**EJERCICIOS:**
• 1. Según la homilía, ¿en qué ciudad tiene lugar la respuesta de Pedro?
• 2. Indica si cada afirmación coincide con la homilía y cita las palabras que lo deciden: (a) Pedro responde en nombre de todos los discípulos. (b) El santuario de Cesarea de Filipo estaba dedicado a Elías. (c) Marcos cierra su evangelio poniendo la afirmación de que Jesús es el Hijo de Dios en labios de un discípulo.
• 3. Copia literalmente el pasaje de la homilía que va desde "La respuesta de" hasta "individual y colectiva.".

**TEXTO FUENTE:**
::::

Homilía del P. Josep M Soler, Abad emérito de Montserrat (15 de septiembre de 2024)
Isaías 50:5-9a / Santiago 2:14-18 / Marcos 8:27-35
La gente, hermanos y hermanas, discutía sobre la identidad de Jesús: que si era un profeta, que si era Elías o Juan Bautista vueltos a vida. También Jesús pregunta a sus discípulos quiénes dicen ellos que es. Pedro responde en nombre de todos: Tú eres el Mesías. Así pues, las respuestas de la gente son insuficientes porque se limitan a decir que es alguien que ha venido a preparar la venida de otro. Y no es así. Jesús es el Mesías esperado, el Salvador definitivo. Cuando Marcos escribe el evangelio, la afirmación de que Jesús es el Mesías, que en griego se traduce por “Cristo” y significa “Ungido”, expresa la fe de la Iglesia primera sobre la persona de Jesús; una fe que subraya su condición de ungido por Dios para llevar la salvación. Marcos, sin embargo, desde el primer versículo de su evangelio afirma, también, que Jesús es el Hijo de Dios (cf. Mc 1, 1). Y lo cierra poniendo la misma afirmación en labios del centurión pagano que había sido testigo de la crucifixión y de la muerte de Jesús (Mc 15, 39).
La respuesta de Pedro tiene lugar -según decía el evangelista- en Cesarea de Filipo. Una ciudad en el límite norte de la Galilea, donde coexistían los judíos y los no judíos y que era conocida por tener un santuario dedicado al dios Pan, una divinidad pagana. Pedro, pues, reconoce la identidad de Jesús en un contexto que tiene elementos judíos y elementos paganos. Jesús es el Mesías universal. El único salvador del mundo. Lo único que da sentido a la existencia y que revela el misterio de la historia humana. Por eso debe ser anunciado a todos los pueblos para llevarles luz y esperanza ante las oscuridades que rodean la vida individual y colectiva.

::::

**DATOS GUARDADOS:**
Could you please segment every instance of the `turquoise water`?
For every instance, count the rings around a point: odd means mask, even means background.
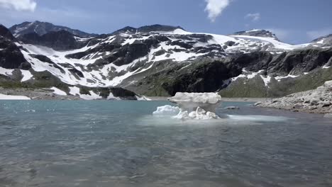
[[[321,115],[249,103],[216,120],[151,115],[165,104],[0,101],[0,186],[332,186]]]

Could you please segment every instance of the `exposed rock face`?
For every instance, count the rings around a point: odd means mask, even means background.
[[[294,111],[330,113],[332,113],[332,81],[326,81],[314,90],[291,94],[255,105]]]
[[[221,91],[228,97],[267,97],[312,89],[332,76],[331,47],[319,45],[328,43],[329,36],[292,45],[266,30],[226,36],[153,25],[83,38],[43,24],[31,27],[35,33],[28,32],[30,24],[36,25],[26,23],[13,30],[15,42],[0,28],[6,35],[1,39],[0,52],[5,55],[0,65],[27,69],[32,64],[33,84],[44,74],[50,80],[57,77],[57,84],[121,86],[148,96]],[[12,76],[7,74],[12,72],[4,72],[1,76]]]
[[[128,88],[143,91],[143,95],[160,96],[174,96],[177,92],[211,92],[221,88],[225,80],[240,74],[241,69],[233,63],[197,60],[191,64],[167,68]]]
[[[18,38],[25,43],[43,45],[60,51],[81,48],[87,44],[88,41],[80,42],[74,37],[68,31],[60,30],[51,31],[41,36],[33,32]]]
[[[221,96],[217,93],[178,92],[168,100],[188,112],[194,111],[199,107],[209,112],[215,112],[221,102]]]
[[[50,32],[57,32],[66,30],[72,35],[78,35],[81,38],[95,37],[96,34],[89,34],[79,30],[72,29],[67,27],[55,26],[47,22],[23,22],[18,25],[15,25],[9,28],[9,30],[14,36],[18,37],[25,34],[36,33],[38,35],[43,35]]]
[[[234,33],[233,35],[268,37],[268,38],[273,38],[279,40],[275,34],[266,30],[248,30],[248,31],[240,31],[240,32]]]
[[[172,31],[177,28],[182,29],[181,27],[174,27],[170,26],[162,26],[162,25],[152,25],[146,26],[140,28],[133,28],[130,26],[125,27],[123,28],[119,29],[116,31],[112,33],[112,35],[118,35],[121,33],[131,33],[135,34],[136,33],[150,33],[153,31]]]
[[[314,40],[310,45],[321,47],[332,46],[332,34]]]
[[[14,39],[9,30],[0,25],[0,67],[6,69],[28,69],[31,66],[14,43]]]
[[[267,68],[268,74],[299,75],[326,64],[332,57],[332,49],[309,48],[293,50],[275,57]]]
[[[15,38],[11,32],[1,24],[0,24],[0,35],[11,40],[13,40]]]

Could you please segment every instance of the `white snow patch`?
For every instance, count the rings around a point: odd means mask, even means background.
[[[31,98],[23,96],[9,96],[0,94],[0,100],[31,100]]]
[[[296,78],[299,76],[299,75],[292,75],[292,74],[289,74],[287,76],[275,76],[275,79],[276,80],[277,80],[278,81],[280,81],[281,79],[287,79],[287,78]]]
[[[33,75],[31,74],[31,72],[30,72],[29,70],[20,69],[20,71],[22,73],[22,75],[23,76],[22,79],[21,80],[21,81],[26,81],[28,80],[31,79],[31,78],[33,78]]]
[[[84,100],[96,100],[101,99],[102,97],[92,91],[90,91],[90,95],[82,94],[79,96]]]
[[[175,115],[180,111],[180,108],[177,106],[172,106],[169,105],[158,106],[157,110],[153,112],[153,115]]]
[[[0,67],[0,74],[11,76],[13,74],[13,69],[9,69]]]
[[[196,111],[188,113],[187,110],[180,112],[172,118],[179,120],[214,120],[220,118],[214,113],[206,112],[204,109],[197,107]]]
[[[108,100],[121,100],[119,97],[116,97],[113,95],[112,93],[109,93],[109,96],[107,97]]]
[[[221,101],[221,96],[218,93],[187,93],[177,92],[175,96],[169,98],[174,103],[193,102],[216,104]]]
[[[52,88],[50,88],[50,89],[53,90],[53,91],[54,91],[53,93],[55,94],[57,94],[57,95],[59,95],[59,96],[67,96],[67,94],[66,94],[65,91],[62,91],[62,90],[60,90],[60,89],[57,89],[57,88],[56,88],[56,87],[52,87]]]

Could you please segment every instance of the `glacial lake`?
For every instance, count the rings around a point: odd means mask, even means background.
[[[227,102],[219,120],[152,115],[166,104],[1,101],[0,186],[332,186],[321,115]]]

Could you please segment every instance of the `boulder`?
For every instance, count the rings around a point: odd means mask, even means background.
[[[324,118],[332,119],[332,113],[326,113],[326,115],[324,115]]]

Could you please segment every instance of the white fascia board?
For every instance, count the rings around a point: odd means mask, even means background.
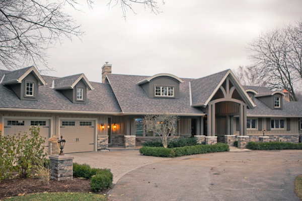
[[[82,75],[81,75],[79,77],[79,78],[77,79],[77,80],[76,80],[76,81],[72,84],[72,85],[71,85],[71,88],[73,88],[74,86],[76,86],[76,85],[78,83],[78,82],[79,82],[80,81],[80,80],[81,80],[82,79],[82,78],[84,78],[84,82],[85,83],[85,84],[86,84],[86,85],[88,86],[89,90],[94,89],[93,88],[93,87],[92,86],[92,85],[89,82],[89,80],[88,80],[88,79],[87,79],[87,77],[86,77],[86,76],[85,76],[85,75],[84,73],[83,73]]]

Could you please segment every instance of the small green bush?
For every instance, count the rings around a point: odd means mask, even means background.
[[[238,141],[234,142],[234,147],[238,147]]]
[[[111,187],[112,174],[110,171],[103,171],[94,175],[90,181],[90,187],[93,191],[98,191],[105,188]]]
[[[302,149],[302,143],[291,143],[290,142],[250,142],[247,145],[247,148],[250,149],[261,150],[270,150],[274,149]]]
[[[205,143],[205,142],[204,142]],[[190,138],[185,138],[181,136],[179,138],[173,139],[168,144],[168,148],[172,148],[175,147],[185,147],[186,146],[194,146],[197,145],[197,141],[194,137]],[[163,142],[161,140],[155,141],[147,141],[142,143],[143,147],[163,147]]]
[[[230,151],[230,147],[228,144],[224,143],[217,143],[213,145],[187,146],[172,149],[148,147],[143,147],[139,149],[139,153],[142,155],[164,157],[179,157],[192,154],[229,151]]]
[[[86,163],[80,165],[77,163],[73,163],[72,166],[72,173],[74,176],[89,179],[93,175],[91,172],[90,165]]]

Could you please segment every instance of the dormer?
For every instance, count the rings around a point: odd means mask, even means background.
[[[276,90],[270,94],[257,95],[255,97],[273,110],[283,109],[283,96],[284,93]]]
[[[52,85],[52,88],[61,91],[74,104],[86,104],[87,90],[94,89],[83,73],[55,79]]]
[[[30,66],[5,74],[1,83],[8,85],[21,100],[38,100],[39,86],[45,85],[45,80],[34,66]]]
[[[179,98],[179,84],[183,81],[168,73],[160,73],[138,82],[149,98]]]

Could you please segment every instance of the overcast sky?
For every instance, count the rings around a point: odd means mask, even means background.
[[[107,0],[96,0],[92,11],[84,3],[84,12],[66,7],[85,35],[49,50],[56,71],[48,75],[84,73],[101,82],[108,61],[115,74],[201,77],[248,65],[248,42],[302,16],[301,0],[158,1],[162,13],[136,6],[126,21],[118,6],[108,9]]]

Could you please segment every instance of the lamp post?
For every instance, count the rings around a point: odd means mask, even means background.
[[[60,153],[59,154],[59,156],[63,156],[64,154],[63,153],[63,149],[64,149],[64,145],[65,145],[65,143],[66,142],[66,141],[65,140],[63,140],[63,136],[62,135],[61,135],[61,139],[58,140],[58,143],[59,144],[59,147],[60,147],[60,149],[61,150],[61,151],[60,152]]]

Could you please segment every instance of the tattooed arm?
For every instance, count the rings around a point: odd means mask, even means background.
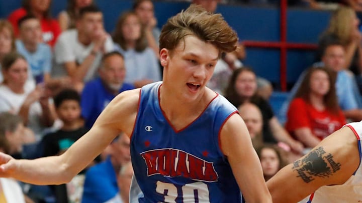
[[[344,127],[282,168],[266,183],[273,202],[298,202],[322,186],[343,183],[359,164],[357,142]]]

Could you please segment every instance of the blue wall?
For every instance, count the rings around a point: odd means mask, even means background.
[[[106,29],[112,32],[120,14],[130,9],[131,0],[98,0],[97,4],[104,12]],[[0,2],[0,17],[6,18],[21,5],[20,1]],[[57,16],[66,6],[65,0],[53,0],[52,13]],[[155,10],[161,27],[170,17],[185,9],[187,3],[156,2]],[[240,41],[256,40],[278,42],[280,39],[279,9],[241,6],[220,5],[217,12],[237,32]],[[326,28],[330,13],[306,9],[291,9],[287,14],[287,40],[290,42],[316,43],[319,35]],[[253,67],[257,74],[280,86],[280,54],[278,49],[248,48],[246,65]],[[287,81],[293,83],[299,74],[310,66],[314,52],[290,50],[288,52]]]

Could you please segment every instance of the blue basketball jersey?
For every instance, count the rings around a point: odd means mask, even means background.
[[[131,137],[132,164],[142,191],[138,201],[241,202],[219,141],[221,128],[236,108],[218,95],[198,118],[175,131],[160,108],[161,85],[142,88]]]

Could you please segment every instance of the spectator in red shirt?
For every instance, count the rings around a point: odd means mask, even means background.
[[[50,17],[51,0],[25,0],[22,8],[17,9],[8,18],[13,25],[15,35],[19,34],[18,21],[27,14],[32,14],[40,21],[42,39],[40,42],[47,43],[51,47],[55,44],[61,31],[58,22]]]
[[[331,85],[335,77],[325,68],[311,68],[291,103],[286,128],[306,147],[314,147],[346,123]]]

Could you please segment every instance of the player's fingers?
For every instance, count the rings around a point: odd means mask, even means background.
[[[0,164],[8,162],[13,157],[5,153],[0,152]]]

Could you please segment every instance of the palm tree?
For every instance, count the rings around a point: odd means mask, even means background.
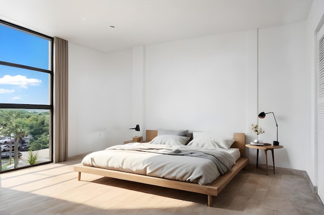
[[[15,168],[18,167],[18,142],[21,139],[26,135],[27,124],[24,120],[20,117],[21,114],[17,112],[11,112],[9,115],[2,118],[1,122],[1,134],[7,137],[14,136],[15,138],[15,151],[14,161]]]

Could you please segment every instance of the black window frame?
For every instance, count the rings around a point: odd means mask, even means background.
[[[0,109],[42,109],[42,110],[49,110],[50,114],[50,127],[49,132],[49,161],[46,162],[42,162],[41,163],[36,163],[33,165],[30,165],[26,166],[23,166],[16,168],[13,168],[11,169],[8,169],[5,170],[0,171],[0,174],[5,172],[15,170],[22,168],[28,168],[31,166],[34,166],[35,165],[43,165],[47,163],[52,163],[53,162],[53,137],[54,137],[54,127],[53,127],[53,119],[54,119],[54,106],[53,106],[53,88],[54,88],[54,38],[53,37],[48,36],[45,34],[43,34],[41,33],[37,32],[36,31],[30,30],[29,29],[25,28],[24,27],[11,23],[6,21],[0,19],[0,23],[4,24],[4,25],[8,26],[9,27],[11,27],[14,29],[16,29],[18,30],[22,31],[27,33],[30,33],[35,36],[39,36],[40,37],[46,38],[49,40],[51,41],[51,53],[50,58],[51,61],[50,62],[50,70],[46,70],[41,69],[39,68],[33,67],[29,66],[26,66],[24,65],[18,64],[13,63],[10,63],[8,62],[0,61],[0,65],[19,68],[21,69],[25,69],[29,70],[32,70],[40,72],[45,72],[48,73],[50,75],[50,81],[49,81],[50,86],[50,93],[49,96],[50,97],[50,104],[49,105],[39,105],[39,104],[15,104],[15,103],[0,103]]]

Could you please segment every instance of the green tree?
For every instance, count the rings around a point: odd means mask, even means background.
[[[1,118],[1,134],[8,137],[13,135],[15,138],[15,151],[14,160],[15,168],[18,167],[18,142],[19,139],[25,137],[27,127],[26,121],[21,118],[21,113],[11,111],[7,113],[8,115]]]

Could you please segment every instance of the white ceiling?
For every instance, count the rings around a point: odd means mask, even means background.
[[[106,52],[299,22],[312,1],[0,0],[0,19]]]

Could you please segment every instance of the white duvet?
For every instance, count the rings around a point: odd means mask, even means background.
[[[188,146],[132,143],[92,153],[83,165],[168,179],[209,185],[235,163],[222,150],[199,150]]]

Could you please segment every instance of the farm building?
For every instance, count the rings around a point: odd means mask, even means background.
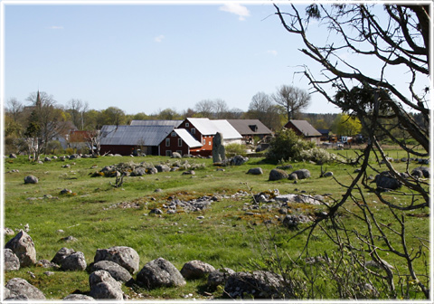
[[[246,142],[250,141],[255,137],[260,140],[266,136],[273,134],[259,119],[228,119],[228,122],[242,136]]]
[[[285,128],[292,128],[297,135],[303,137],[306,140],[314,141],[316,145],[320,144],[321,133],[307,120],[289,120]]]
[[[202,143],[197,141],[186,129],[175,128],[159,146],[161,156],[171,157],[174,152],[180,155],[192,154],[192,149],[202,147]]]
[[[208,157],[212,154],[212,138],[217,132],[223,135],[223,145],[242,143],[242,136],[224,119],[210,120],[208,119],[185,119],[178,128],[184,128],[197,141],[201,147],[191,148],[192,155]]]
[[[100,153],[160,155],[159,145],[172,126],[103,126]]]

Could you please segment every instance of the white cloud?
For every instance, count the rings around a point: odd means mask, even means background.
[[[236,3],[224,4],[222,6],[220,6],[219,9],[223,12],[237,14],[239,16],[238,19],[241,21],[244,21],[245,17],[250,15],[250,12],[249,12],[246,6],[242,6],[241,5]]]
[[[63,26],[61,26],[61,25],[52,25],[52,26],[48,27],[48,29],[50,29],[50,30],[63,30]]]
[[[154,38],[154,41],[156,43],[161,43],[161,42],[163,42],[163,39],[165,39],[165,35],[159,35],[159,36],[156,36],[156,38]]]
[[[267,52],[273,55],[273,56],[278,55],[278,51],[275,51],[275,50],[269,50],[269,51],[267,51]]]

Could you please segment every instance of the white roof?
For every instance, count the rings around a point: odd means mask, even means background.
[[[220,132],[223,139],[242,138],[242,136],[225,119],[187,119],[203,135],[215,135]]]
[[[185,128],[175,128],[175,132],[190,147],[202,147],[203,145],[197,141]]]

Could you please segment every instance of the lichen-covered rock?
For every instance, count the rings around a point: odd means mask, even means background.
[[[9,280],[5,288],[9,290],[7,298],[5,299],[6,300],[45,299],[42,291],[21,278]]]
[[[99,261],[90,266],[90,271],[106,271],[118,281],[129,282],[133,280],[125,268],[111,261]]]
[[[133,274],[138,271],[140,258],[137,252],[127,246],[114,246],[108,249],[98,249],[94,262],[99,261],[114,261]]]
[[[281,169],[272,169],[271,171],[269,171],[269,180],[277,181],[288,178],[288,173]]]
[[[29,234],[23,230],[11,239],[5,248],[9,248],[20,259],[20,266],[25,267],[36,262],[36,250]]]
[[[200,279],[215,271],[215,268],[202,261],[190,261],[184,264],[181,274],[187,280]]]
[[[137,273],[137,282],[147,289],[186,284],[181,272],[170,261],[163,258],[146,263]]]
[[[27,176],[24,177],[24,184],[38,184],[38,177],[33,176]]]
[[[5,248],[5,271],[18,271],[20,269],[20,259],[9,248]]]
[[[86,269],[86,259],[84,253],[80,252],[74,252],[67,256],[61,264],[62,271],[84,271]]]

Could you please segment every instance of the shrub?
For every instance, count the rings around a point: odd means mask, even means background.
[[[294,130],[284,128],[271,139],[266,158],[272,162],[289,159],[300,161],[307,157],[304,151],[314,147],[314,142],[304,140]]]

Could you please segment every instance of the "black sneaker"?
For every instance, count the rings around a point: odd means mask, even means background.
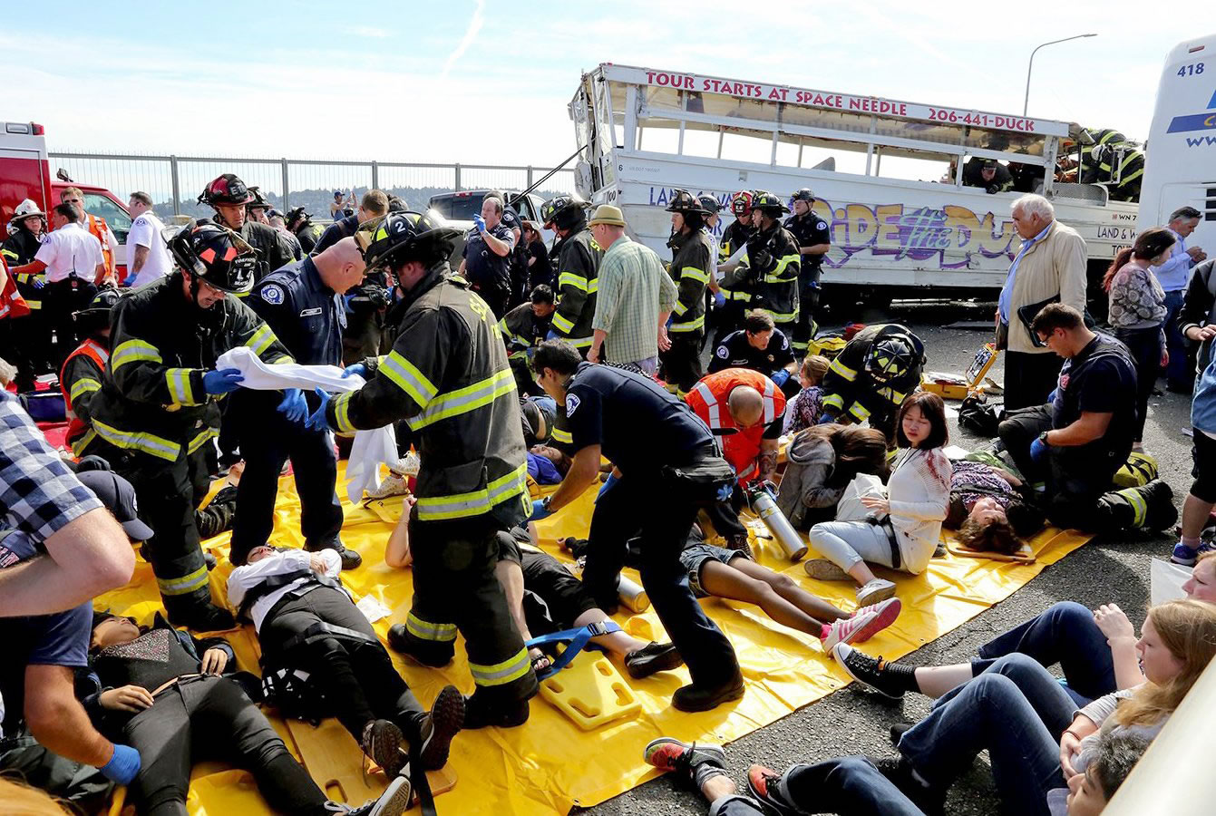
[[[430,713],[420,726],[422,747],[418,755],[422,770],[438,771],[447,764],[452,737],[465,726],[465,696],[456,686],[444,686],[439,690]]]
[[[675,643],[655,643],[651,641],[640,649],[625,655],[625,670],[634,680],[649,677],[655,671],[670,671],[683,665]]]
[[[857,682],[866,683],[883,697],[902,699],[906,690],[891,682],[890,675],[885,673],[886,660],[883,658],[872,658],[848,643],[837,643],[832,647],[832,657]]]

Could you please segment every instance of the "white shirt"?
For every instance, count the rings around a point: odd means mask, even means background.
[[[46,264],[46,282],[64,281],[69,275],[92,283],[97,275],[97,264],[105,263],[101,254],[101,241],[97,241],[79,224],[64,224],[46,236],[46,242],[38,248],[34,260]]]
[[[161,223],[152,210],[147,210],[131,224],[131,231],[126,235],[126,274],[135,270],[135,248],[147,247],[148,257],[143,259],[140,274],[135,276],[131,286],[143,286],[159,280],[173,271],[173,258],[161,237]]]
[[[342,572],[342,558],[333,550],[321,550],[320,552],[304,552],[303,550],[288,550],[286,552],[276,552],[272,556],[266,556],[255,564],[246,564],[244,567],[237,567],[229,575],[229,603],[236,608],[241,608],[241,603],[244,601],[246,593],[261,584],[264,580],[271,575],[288,575],[291,573],[298,573],[302,569],[310,569],[313,563],[313,556],[321,556],[325,562],[325,572],[321,573],[326,578],[338,578],[338,573]],[[266,613],[278,603],[278,600],[287,595],[291,590],[300,586],[306,580],[305,578],[298,578],[291,584],[285,584],[278,589],[266,592],[260,598],[253,602],[253,607],[249,608],[249,617],[253,618],[253,629],[255,631],[261,631],[261,621],[266,617]]]

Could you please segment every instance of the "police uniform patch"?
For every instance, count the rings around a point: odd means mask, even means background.
[[[261,287],[261,289],[258,291],[258,297],[260,297],[270,305],[277,306],[283,302],[283,298],[287,297],[287,293],[283,292],[283,287],[278,286],[277,283],[266,283],[264,287]]]

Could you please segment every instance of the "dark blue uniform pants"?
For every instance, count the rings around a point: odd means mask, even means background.
[[[310,550],[332,546],[342,530],[342,505],[334,494],[338,460],[328,432],[308,430],[263,406],[249,405],[241,415],[244,473],[237,486],[237,512],[232,522],[233,563],[244,563],[250,550],[270,539],[278,474],[287,460],[295,471],[305,546]]]
[[[698,506],[687,490],[664,479],[621,478],[596,501],[584,583],[602,608],[615,608],[626,541],[641,535],[642,586],[693,683],[711,688],[738,677],[739,663],[731,642],[697,603],[688,570],[680,564]]]

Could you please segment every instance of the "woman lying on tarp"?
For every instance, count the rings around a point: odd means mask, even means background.
[[[150,629],[96,613],[90,665],[97,692],[84,705],[97,730],[131,745],[142,767],[129,786],[141,816],[186,816],[195,762],[230,761],[249,771],[266,803],[283,814],[398,816],[409,805],[398,777],[360,807],[331,801],[246,696],[221,638],[196,640],[159,615]]]

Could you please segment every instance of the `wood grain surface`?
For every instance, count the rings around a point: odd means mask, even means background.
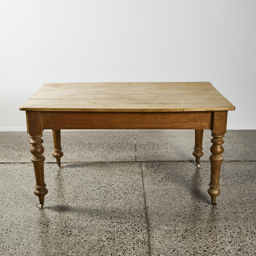
[[[190,112],[234,110],[208,82],[46,83],[20,110]]]

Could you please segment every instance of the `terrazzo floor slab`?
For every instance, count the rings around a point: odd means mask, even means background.
[[[224,162],[207,194],[209,163],[142,163],[153,255],[256,255],[256,164]]]
[[[61,131],[62,162],[135,161],[134,131]],[[46,162],[54,162],[51,131],[43,132]],[[30,162],[26,132],[0,132],[0,162]]]
[[[148,255],[140,164],[46,164],[42,210],[33,172],[0,164],[1,255]]]
[[[137,161],[194,161],[194,130],[136,131]],[[205,130],[202,161],[209,161],[211,137]],[[223,138],[225,161],[255,161],[256,130],[227,131]]]
[[[194,131],[62,131],[62,162],[194,161]],[[136,139],[135,139],[136,136]],[[51,131],[44,131],[46,162],[54,162]],[[211,155],[211,132],[205,130],[204,155]],[[256,130],[228,131],[224,138],[225,161],[256,161]],[[26,132],[0,132],[0,162],[30,162]]]

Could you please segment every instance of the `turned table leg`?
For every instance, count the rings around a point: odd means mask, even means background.
[[[60,130],[53,130],[52,135],[53,136],[53,143],[54,144],[54,152],[52,155],[56,158],[56,160],[58,165],[61,168],[62,167],[62,165],[60,163],[60,158],[63,156],[63,153],[60,146]]]
[[[222,144],[224,143],[224,141],[222,138],[224,137],[224,134],[212,134],[211,136],[214,138],[211,140],[212,145],[210,147],[210,152],[212,153],[211,156],[210,157],[211,165],[210,182],[209,184],[210,187],[208,189],[208,193],[211,197],[212,204],[217,204],[216,198],[221,193],[219,188],[220,185],[219,181],[221,162],[223,161],[223,158],[221,154],[224,152]]]
[[[200,158],[204,155],[203,152],[203,135],[204,130],[202,129],[197,129],[195,130],[195,151],[193,152],[193,156],[196,157],[196,162],[197,162],[197,167],[200,167]]]
[[[30,134],[31,138],[30,144],[32,144],[30,152],[33,155],[31,161],[34,165],[35,171],[36,184],[34,194],[39,198],[39,208],[41,209],[45,202],[45,196],[48,193],[46,188],[46,184],[45,183],[45,178],[44,173],[44,162],[45,160],[42,155],[45,150],[42,146],[42,143],[44,141],[41,138],[42,135],[41,134]]]

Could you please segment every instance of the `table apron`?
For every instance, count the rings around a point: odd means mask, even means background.
[[[210,129],[214,112],[40,112],[42,129]]]

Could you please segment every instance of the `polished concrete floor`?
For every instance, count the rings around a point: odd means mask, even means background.
[[[25,132],[0,133],[0,255],[256,255],[256,130],[228,131],[218,204],[193,131],[63,131],[60,168],[44,132],[38,209]]]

::::

**RESPUESTAS:**
• 1. En Cesarea de Filipo.

• 2.
(a) Sí: "Pedro responde en nombre de todos: Tú eres el Mesías."
(b) No: "tener un santuario dedicado al dios Pan, una divinidad pagana".
(c) No: "poniendo la misma afirmación en labios del centurión pagano".

• 3.
La respuesta de Pedro tiene lugar -según decía el evangelista- en Cesarea de Filipo. Una ciudad en el límite norte de la Galilea, donde coexistían los judíos y los no judíos y que era conocida por tener un santuario dedicado al dios Pan, una divinidad pagana. Pedro, pues, reconoce la identidad de Jesús en un contexto que tiene elementos judíos y elementos paganos. Jesús es el Mesías universal. El único salvador del mundo. Lo único que da sentido a la existencia y que revela el misterio de la historia humana. Por eso debe ser anunciado a todos los pueblos para llevarles luz y esperanza ante las oscuridades que rodean la vida individual y colectiva.